**Task directions**
Update the entries below by replacing "one point per instance" with "a single point for each instance" wherever it occurs and keeping everything else the same. Leave the pictures out of your answer.

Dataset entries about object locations
++++++++

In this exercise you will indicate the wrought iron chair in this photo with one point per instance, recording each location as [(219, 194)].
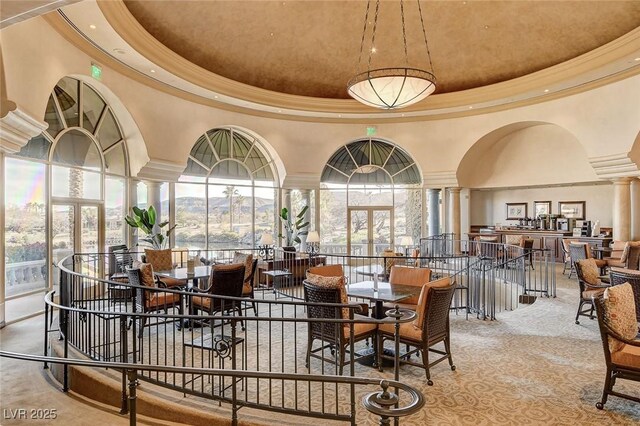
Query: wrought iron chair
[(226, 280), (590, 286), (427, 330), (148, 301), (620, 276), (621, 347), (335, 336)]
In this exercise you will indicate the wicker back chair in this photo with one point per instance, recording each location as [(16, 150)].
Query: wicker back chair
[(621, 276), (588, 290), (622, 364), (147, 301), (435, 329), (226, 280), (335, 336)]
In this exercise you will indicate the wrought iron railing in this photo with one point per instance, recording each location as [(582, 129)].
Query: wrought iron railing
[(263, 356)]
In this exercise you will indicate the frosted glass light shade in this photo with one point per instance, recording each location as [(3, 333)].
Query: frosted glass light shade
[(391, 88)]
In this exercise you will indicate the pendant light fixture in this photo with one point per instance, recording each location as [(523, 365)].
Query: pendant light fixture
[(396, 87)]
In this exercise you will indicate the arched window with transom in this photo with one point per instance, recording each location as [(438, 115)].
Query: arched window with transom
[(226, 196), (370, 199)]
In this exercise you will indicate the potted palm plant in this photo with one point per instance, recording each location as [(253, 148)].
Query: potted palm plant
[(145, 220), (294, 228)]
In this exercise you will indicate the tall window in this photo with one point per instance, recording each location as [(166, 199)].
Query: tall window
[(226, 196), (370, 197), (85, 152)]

++++++++

**Full answer**
In this exercise you will indicate the wrought iron chair in this photo with a single point for each instance, recording each location as [(219, 194)].
Query: wrought iron chair
[(226, 280), (590, 286), (427, 330), (148, 301), (620, 276), (621, 347), (335, 336)]
In this exercise you will indicate the wicker back chair in this photo with a single point for each instance, recording each location as [(16, 150)].
Query: wicker back chair
[(621, 276), (588, 290), (622, 364), (147, 301), (435, 329), (226, 280), (335, 336)]
In this exercise you will indicate the wrought iron railing in this photo with a single point for each instance, recording each location as [(582, 129)].
Query: wrought iron railing
[(263, 356)]
In this exercise you will indicate the frosted glass light shade in this photo with a single point for each instance, recording each location as [(3, 333)].
Query: frosted glass light shade
[(391, 88)]
In this exercise you will indicate the pendant light fixture in this photo with a single point for each instance, recording each location as [(523, 365)].
Query: pendant light fixture
[(396, 87)]
In this exercise you will indicate the arched window with transom in this photo with a single point for each instance, recording each location as [(438, 115)].
Query: arched window with transom
[(226, 196), (370, 199)]
In this exercise you will indicate the potted palm plant in this photo with a single point for each instance, recording each location as [(253, 148)].
Query: potted palm plant
[(145, 220), (294, 228)]
In this exercise you will indicate the tall window in this photo with a single point for each instance, recording each location as [(166, 199)].
Query: tall window
[(226, 196), (370, 197), (85, 152)]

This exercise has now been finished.